TEKS YANG DISEDIAKAN:
·····

Resensi Lelaki Tua dan Ibu Sepuh Ratu Rita
Judul Lakon | : | Lelaki Tua dan Ibu Sepuh Ratu Rita |
Naskah | : | Aan Sugiantomas |
Sutradara | : | Aan Sugiantomas |
Astrada | : | Arip Hidayat |
Pimpinan Produksi | : | Aan Anjasmara |
Produksi | : | Teater Sado |
Tempat Pentas | : | Gedung Kesenian Raksawacana Kuningan |
Waktu Pentas | :
: |
29 Februari s.d. 13 Maret 2016
6 Maret 2016 Jam 14.00 |
Tokoh Utama
Abah Acim Ibu Sepuh Ratu Rita Cangik Ranjit Kempet
|
: : : : : |
Ipung Kusmawi Trisya Margaretha Ipan Jante Andiyanto Unang Nurasa |
Dari penjelasan buku yang dibagikan, Aan Sugiantomas adalah penulis naskah dan sutradara lakon Lelaki Tua dan Ibu Sepuh Ratu Rita (LTdISRR) yang sekaligus penggagas teater Sado Kuningan. Teater Sado sendiri berdiri 1997 sebagai teater kampus STKIP Kuningan. Namun, awal 1998 Tetaer Sado menjadi kelompok teater di luar kampus yang beralamat di rumahnya sendiri Jalan Otista/Sawahwaru no 888 Kuningan dan disebut sebagai teater latihan. Hal itu berdasarkan pemikiran ke depan bahwa di Kuningan harus memiliki tempat berkumpul yang lebih terbuka.
Aan juga merasa tak nyaman menjadi guru yang cuma bicara di ruang kelas dan ruang formalitas lainnya. Menurutnya, dengan cara berkumpul, bersahabat, bersaudara, dan berdialog, siapapun bisa menghasilkan ide kreatif konkret. Penghuni Teater Sado adalah orang-orang yang mau saja bukan mereka yang basa basi. Dia sangat yakin bahwa mereka adalah sahabat, saudara, dan anak kekalnya.

·····

DATA YANG DIBERIKAN:

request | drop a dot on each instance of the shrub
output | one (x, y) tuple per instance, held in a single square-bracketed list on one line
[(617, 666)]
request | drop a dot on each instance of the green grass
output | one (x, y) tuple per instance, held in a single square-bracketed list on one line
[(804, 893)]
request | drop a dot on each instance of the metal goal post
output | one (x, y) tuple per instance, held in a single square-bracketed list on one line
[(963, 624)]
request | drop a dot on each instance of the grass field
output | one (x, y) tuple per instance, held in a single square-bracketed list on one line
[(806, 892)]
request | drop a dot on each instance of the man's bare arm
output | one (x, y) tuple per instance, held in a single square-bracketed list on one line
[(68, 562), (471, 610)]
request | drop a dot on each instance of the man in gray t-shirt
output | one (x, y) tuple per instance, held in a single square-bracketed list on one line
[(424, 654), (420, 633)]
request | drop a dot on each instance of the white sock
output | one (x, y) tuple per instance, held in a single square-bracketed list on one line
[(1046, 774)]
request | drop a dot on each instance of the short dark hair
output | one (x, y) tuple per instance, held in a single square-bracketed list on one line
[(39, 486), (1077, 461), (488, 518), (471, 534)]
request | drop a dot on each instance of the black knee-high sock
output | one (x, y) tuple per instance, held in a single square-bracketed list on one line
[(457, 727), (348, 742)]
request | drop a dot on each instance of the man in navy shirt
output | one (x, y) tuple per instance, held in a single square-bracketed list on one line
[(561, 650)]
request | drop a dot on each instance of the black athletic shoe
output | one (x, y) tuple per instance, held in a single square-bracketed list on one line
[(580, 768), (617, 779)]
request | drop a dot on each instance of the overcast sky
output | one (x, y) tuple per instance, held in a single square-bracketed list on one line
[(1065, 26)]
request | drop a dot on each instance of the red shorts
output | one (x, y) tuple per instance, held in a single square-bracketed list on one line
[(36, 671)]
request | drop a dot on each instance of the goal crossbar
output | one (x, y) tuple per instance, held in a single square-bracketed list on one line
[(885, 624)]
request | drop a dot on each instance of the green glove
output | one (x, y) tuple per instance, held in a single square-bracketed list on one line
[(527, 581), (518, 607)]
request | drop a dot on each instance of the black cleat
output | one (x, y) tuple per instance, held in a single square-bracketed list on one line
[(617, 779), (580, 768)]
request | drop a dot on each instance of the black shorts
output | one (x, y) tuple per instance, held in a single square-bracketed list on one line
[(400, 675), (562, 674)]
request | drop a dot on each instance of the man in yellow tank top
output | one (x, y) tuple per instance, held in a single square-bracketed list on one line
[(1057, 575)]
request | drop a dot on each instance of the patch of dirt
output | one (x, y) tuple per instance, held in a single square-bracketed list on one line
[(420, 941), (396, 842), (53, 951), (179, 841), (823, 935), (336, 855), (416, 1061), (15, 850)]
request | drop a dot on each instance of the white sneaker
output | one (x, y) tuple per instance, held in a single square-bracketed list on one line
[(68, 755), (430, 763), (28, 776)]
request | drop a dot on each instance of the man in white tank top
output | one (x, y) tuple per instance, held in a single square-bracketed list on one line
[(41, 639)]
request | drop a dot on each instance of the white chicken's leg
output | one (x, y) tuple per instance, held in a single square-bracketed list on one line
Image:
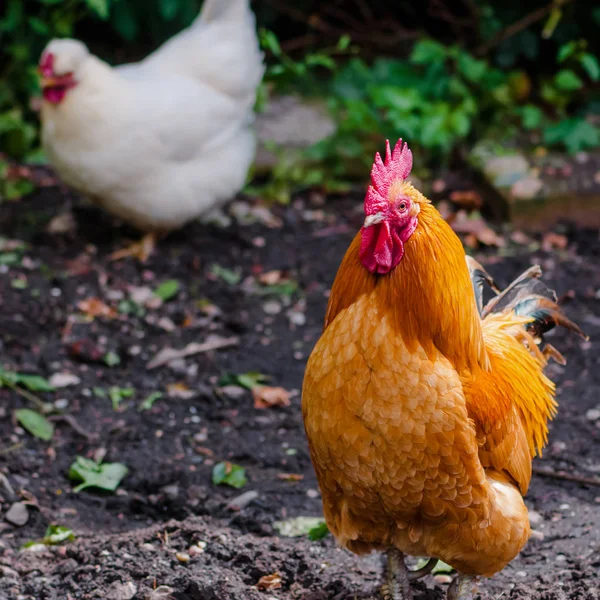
[(463, 587), (397, 585), (140, 250)]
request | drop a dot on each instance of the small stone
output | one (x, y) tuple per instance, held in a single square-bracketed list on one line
[(166, 324), (197, 549), (535, 517), (527, 188), (8, 573), (61, 380), (17, 514), (147, 547), (6, 490), (233, 391), (241, 501), (272, 307), (171, 491), (162, 592), (296, 318), (121, 591)]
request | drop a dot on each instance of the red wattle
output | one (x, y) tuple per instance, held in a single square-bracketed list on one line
[(381, 248)]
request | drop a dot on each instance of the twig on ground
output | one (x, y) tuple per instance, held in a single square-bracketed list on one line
[(520, 25), (566, 476)]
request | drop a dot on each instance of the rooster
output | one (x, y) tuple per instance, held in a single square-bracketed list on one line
[(423, 407), (163, 141)]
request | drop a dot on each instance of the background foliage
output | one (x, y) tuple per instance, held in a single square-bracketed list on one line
[(443, 74)]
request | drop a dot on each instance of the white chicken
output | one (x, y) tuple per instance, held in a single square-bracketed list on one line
[(163, 141)]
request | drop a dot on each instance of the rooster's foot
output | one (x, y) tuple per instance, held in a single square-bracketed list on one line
[(463, 587), (140, 250), (397, 585)]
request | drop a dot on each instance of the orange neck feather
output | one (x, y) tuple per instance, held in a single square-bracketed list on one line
[(428, 295)]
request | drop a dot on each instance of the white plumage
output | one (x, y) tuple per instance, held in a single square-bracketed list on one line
[(162, 141)]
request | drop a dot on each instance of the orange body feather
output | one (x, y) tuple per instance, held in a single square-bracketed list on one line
[(422, 417)]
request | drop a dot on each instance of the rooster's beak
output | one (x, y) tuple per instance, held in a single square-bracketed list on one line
[(373, 219), (49, 82)]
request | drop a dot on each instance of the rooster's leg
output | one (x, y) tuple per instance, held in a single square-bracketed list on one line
[(140, 250), (397, 585), (463, 587)]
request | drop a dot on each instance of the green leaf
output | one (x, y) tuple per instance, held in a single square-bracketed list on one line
[(55, 535), (426, 52), (111, 359), (531, 116), (125, 20), (568, 80), (100, 7), (298, 526), (105, 476), (35, 423), (148, 403), (129, 307), (117, 395), (38, 26), (566, 51), (343, 43), (167, 290), (473, 69), (226, 473), (575, 134), (318, 532), (168, 9), (246, 380), (590, 63)]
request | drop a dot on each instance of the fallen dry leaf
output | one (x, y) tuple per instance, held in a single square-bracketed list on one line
[(213, 342), (266, 397), (290, 476), (270, 277), (62, 223), (94, 307), (269, 582), (553, 241), (179, 390), (468, 199)]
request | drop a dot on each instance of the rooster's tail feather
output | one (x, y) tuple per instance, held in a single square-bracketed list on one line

·····

PERINTAH TUGAS:
Lanjutkan resensi pementasan lakon Lelaki Tua dan Ibu Sepuh Ratu Rita di atas, dimulai tepat setelah kalimat terakhirnya.

HASIL TUGAS:
Pada perkembangannya, Teater Sado tidak hanya bergulat dalam dunia seni peran tetapi mengalir ke wilayah seni hidup lainnya, seperti lukis, pahat, musik, handycraf, dekorasi, desain interior, taman, patung, jurnalistik, fotografi dan videografi, konveksi, dll. Bahkan dengan sadar masuk ke wilayah industri kreatif apapun wujudnya. Semuanya tidak lepas dari nafas artistik, kerjasama, disiplin, manajemen teater sebagai dasar pijakannya karena manusia Sado pantang terpuruk saat berada di panggung kehidupan yang sesungguhnya.
Pendidikan Aan Sigiantomas dari SD, SMP, dan SMA dijalaninya di Kuningan. Selepas SMA pernah beberapa tahun kuliah di Teknik Mesin di Surabaya. Namun akhirnya kuliah di Jakarta dan menyelesaikan studinya dengan mengambil Program Studi Pendidikan Bahasa dan Sastra Indonesia.
Sudah banyak karya yang dibuatnya baik berupa puisi, cerpen ataupun naskah drama untuk dipentaskan di berbagai kota. Beberapa naskah dramanya yang dipentaskan adalah “Monolog Mayat dan Kekasihnya”, “Rama Lawan Rahwana Versi WBA”, “Ken Arok Murud Loh Gawe”, “Dalam Ruang Terbatas”, “Mimpi Kartowiyoga”, “Srikandi Bimbang”, “Bimbang Dewi Rara”, “Dialog Rama Rahwana”, “Patung Raja Patung”, “Dedes Terperdaya atau Memperdaya Menjadi Sah-sah Saja”, “Sandiwara Orang-Orang Negeri Dangdut”, “Ada Mayat Kentut”, “Pantun Teroret”, dll.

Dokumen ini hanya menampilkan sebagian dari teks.